- [Problems to work on]:
1) Which war events does the article below say Reynolds covered as a war correspondent? List every one.
2) Extract the passage of the article below between "Such personal journalism, once" and "and poker crony.", inclusive.

- [Source passage]:

___

Monday, Dec. 12, 1949

Strictly Personal

"A bastard swindler," wrote Editor Charles A. Dana of the New York Sun, describing his political enemy, Editor Joseph Pulitzer of the New York World. "A mendacious blackguard," Pulitzer fired back, "a mortgaged, broken-down calumniator, an unmitigated scoundrel."

Such personal journalism, once as much a part of American life as the horse car, had almost died in the U.S. press--but not quite. Last week, it was back with a roar as Columnist Westbrook Pegler and Free-Lance Writer Quentin Reynolds clawed one another over the remains of gentle, quixotic Heywood Broun, their onetime drinking and poker crony.

Rattled Bones. Reynolds had started it. Reviewing Dale Kramer's Heywood Broun: A Biographical Portrait for the New York Herald Tribune, he attributed Broun's death in 1939 to wounded grief over an attack by Pegler,* his Connecticut neighbor. Reynolds quoted Broun as saying: "Peg calls me a liar! Why does he do that?" Continued Reynolds: "For two days he brooded over what Peg had written . . . [He] refused to stay in bed although he had a temperature of 101. He could talk of nothing but Peg's attack . . . The doctor told him to relax: he'd be all right if he could get some sleep. But he couldn't relax. He couldn't sleep. And he died."

Last week, in taking on Reynolds, Pegler, always ready to paw over the good interred with any man's bones, gave Broun's own a few more ghoulish rattles. "Broun," wrote he, "was a notorious liar ... a voluptuary and ... a sneak ... a dirty fighter . . . [He] shunned the company of his equals . . . because he couldn't fool them ... So he cultivated a personal cult of four-flushers like Reynolds . . ."

Bruised Shins. Pegler, who did a stint in the U.S. Navy in World War I but saw no part of World War II, then went on to question the personal courage of War Correspondent Reynolds, who covered the London blitz, the Dieppe raid, the North African campaign and the Salerno invasion. "Like Broun," wrote Pegler, "Reynolds was sloppy and ran to fat, but the fact was not to be established until we got the war which he had been howling for, that his protuberant belly was filled with something else than guts . . . Reynolds was largely an absentee war correspondent. He covered the ghastly Dieppe raid from a battleship and, when the invasion of Normandy was made, relieving the pressure on his Russian friends, he was safe in the U.S., cleaning up ... Though he was a giant and a bachelor, he let several million kids about 18 years old do the fighting." Furthermore, bellowed Pegler, Reynolds was once a practicing nudist, and furthermore, on the way to Broun's funeral he proposed marriage to Mrs. Broun.

___

- [Data listing]:
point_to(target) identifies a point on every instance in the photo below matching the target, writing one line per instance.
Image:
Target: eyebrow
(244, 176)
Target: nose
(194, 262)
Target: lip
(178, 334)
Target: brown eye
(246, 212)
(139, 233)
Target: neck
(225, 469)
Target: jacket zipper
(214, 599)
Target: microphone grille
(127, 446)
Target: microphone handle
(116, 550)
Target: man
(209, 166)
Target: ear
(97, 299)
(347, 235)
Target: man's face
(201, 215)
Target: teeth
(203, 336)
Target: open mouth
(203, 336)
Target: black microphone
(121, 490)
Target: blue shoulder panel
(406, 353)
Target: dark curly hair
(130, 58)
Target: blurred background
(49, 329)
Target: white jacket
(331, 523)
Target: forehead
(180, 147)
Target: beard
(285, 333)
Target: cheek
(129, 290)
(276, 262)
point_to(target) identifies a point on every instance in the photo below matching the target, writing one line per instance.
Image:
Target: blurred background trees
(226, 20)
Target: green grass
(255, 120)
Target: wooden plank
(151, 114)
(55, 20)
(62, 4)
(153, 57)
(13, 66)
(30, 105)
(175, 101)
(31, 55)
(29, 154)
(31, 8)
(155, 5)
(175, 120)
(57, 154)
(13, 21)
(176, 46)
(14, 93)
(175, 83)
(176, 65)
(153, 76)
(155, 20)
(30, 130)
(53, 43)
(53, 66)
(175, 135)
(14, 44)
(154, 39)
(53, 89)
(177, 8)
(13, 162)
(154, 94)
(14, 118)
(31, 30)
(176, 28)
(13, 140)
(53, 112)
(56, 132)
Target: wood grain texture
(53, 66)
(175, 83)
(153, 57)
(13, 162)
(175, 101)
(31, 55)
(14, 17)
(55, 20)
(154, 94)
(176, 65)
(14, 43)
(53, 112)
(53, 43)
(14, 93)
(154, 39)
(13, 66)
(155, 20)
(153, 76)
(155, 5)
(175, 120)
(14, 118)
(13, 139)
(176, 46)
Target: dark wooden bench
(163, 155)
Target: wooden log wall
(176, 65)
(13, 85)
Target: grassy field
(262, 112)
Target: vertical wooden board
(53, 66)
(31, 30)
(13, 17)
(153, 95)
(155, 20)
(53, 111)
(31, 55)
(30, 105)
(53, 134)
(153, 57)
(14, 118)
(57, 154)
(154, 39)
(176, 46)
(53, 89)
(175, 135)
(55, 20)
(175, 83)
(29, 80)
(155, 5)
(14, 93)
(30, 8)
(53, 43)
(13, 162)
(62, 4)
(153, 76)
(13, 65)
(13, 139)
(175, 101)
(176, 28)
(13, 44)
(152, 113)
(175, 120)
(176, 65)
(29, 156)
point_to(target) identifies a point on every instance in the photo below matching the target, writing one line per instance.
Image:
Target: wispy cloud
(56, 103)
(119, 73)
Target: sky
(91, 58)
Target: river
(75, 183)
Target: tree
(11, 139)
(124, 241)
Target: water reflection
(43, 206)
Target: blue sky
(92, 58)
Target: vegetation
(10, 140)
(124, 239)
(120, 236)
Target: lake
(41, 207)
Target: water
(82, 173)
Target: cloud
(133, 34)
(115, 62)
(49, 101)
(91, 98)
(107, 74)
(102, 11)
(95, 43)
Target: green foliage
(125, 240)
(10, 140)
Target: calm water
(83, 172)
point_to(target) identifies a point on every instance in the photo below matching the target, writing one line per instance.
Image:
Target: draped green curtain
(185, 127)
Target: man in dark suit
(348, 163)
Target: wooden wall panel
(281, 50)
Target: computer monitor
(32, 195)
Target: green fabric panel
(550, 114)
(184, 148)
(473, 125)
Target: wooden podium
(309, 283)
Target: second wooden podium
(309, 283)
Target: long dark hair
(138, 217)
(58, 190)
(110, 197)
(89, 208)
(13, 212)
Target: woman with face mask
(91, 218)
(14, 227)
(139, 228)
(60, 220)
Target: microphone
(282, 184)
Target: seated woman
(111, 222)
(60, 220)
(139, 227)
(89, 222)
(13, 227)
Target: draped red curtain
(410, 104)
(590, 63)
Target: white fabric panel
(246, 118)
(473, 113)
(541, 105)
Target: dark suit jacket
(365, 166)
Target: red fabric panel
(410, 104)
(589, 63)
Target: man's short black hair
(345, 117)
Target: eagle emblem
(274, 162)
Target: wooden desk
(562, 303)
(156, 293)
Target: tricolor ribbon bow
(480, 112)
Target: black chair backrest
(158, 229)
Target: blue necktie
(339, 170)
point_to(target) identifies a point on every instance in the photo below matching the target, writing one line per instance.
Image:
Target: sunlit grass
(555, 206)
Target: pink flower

___

- [Answers to the exercises]:
1)
- The London blitz
- The Dieppe raid
- The North African campaign
- The Salerno invasion

2)
Such personal journalism, once as much a part of American life as the horse car, had almost died in the U.S. press--but not quite. Last week, it was back with a roar as Columnist Westbrook Pegler and Free-Lance Writer Quentin Reynolds clawed one another over the remains of gentle, quixotic Heywood Broun, their onetime drinking and poker crony.